The task: Report back every line of the entries that contains "target", exactly as written.

Stored data entries:
-=-=-=-=-

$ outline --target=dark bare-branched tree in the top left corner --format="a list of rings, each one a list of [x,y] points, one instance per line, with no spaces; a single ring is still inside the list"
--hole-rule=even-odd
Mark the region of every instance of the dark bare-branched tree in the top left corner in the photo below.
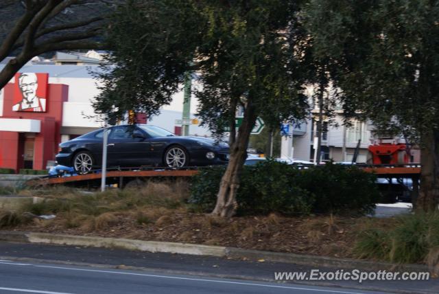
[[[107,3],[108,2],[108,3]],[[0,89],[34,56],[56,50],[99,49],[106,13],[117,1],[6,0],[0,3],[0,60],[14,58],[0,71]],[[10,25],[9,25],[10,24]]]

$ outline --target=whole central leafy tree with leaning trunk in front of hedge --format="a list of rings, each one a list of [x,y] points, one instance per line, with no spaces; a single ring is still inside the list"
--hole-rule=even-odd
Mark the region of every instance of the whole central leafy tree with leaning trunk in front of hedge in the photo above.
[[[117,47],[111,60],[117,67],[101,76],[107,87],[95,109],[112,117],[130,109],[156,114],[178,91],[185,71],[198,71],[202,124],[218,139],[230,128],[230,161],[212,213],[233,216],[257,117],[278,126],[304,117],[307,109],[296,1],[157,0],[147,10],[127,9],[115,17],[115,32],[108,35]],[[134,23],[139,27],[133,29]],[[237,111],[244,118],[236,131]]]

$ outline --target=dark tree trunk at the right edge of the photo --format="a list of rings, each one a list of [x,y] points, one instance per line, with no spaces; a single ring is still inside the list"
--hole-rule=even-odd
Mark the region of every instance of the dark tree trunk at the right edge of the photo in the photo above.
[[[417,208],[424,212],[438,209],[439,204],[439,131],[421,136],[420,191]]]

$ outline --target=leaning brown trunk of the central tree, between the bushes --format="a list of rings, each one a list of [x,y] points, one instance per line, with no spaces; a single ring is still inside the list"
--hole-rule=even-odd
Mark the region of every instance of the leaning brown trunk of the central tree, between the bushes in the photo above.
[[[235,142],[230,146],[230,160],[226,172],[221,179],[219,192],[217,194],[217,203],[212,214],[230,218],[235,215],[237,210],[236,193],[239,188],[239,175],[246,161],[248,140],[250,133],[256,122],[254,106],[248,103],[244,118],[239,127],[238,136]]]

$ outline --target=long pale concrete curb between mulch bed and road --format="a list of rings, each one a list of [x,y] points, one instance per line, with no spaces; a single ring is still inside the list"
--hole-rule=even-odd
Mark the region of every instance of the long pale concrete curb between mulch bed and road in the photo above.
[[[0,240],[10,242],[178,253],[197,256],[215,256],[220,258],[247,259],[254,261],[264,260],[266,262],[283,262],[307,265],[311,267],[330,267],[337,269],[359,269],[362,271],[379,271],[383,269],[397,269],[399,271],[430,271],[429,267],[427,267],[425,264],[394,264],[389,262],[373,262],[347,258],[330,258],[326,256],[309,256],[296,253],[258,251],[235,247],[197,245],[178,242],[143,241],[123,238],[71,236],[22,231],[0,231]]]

-=-=-=-=-

Reply to the task:
$ outline --target=dark bare-branched tree in the top left corner --format="a list of rings, each one a list of [x,y] points, one instance per line, with no spaces; a single ring is still inside the list"
$ outline --target=whole central leafy tree with leaning trunk in front of hedge --format="a list of rings, each one a list of [x,y] points, one instance per line, with no spaces; a single ring is still inside the list"
$ outline --target=dark tree trunk at the right edge of the photo --format="a list of rings, each one a list of [x,y] points, one instance per line, with no spaces; a single ring is still inside the list"
$ outline --target=leaning brown trunk of the central tree, between the bushes --format="a list of rings, each one a list of [x,y] points, one instance per line, with no spaces; a single ring is still inside the list"
$ outline --target=long pale concrete curb between mulch bed and road --format="a list of rings, each one a list of [x,y] points, one instance per line, with no spaces; a single ring is still inside the list"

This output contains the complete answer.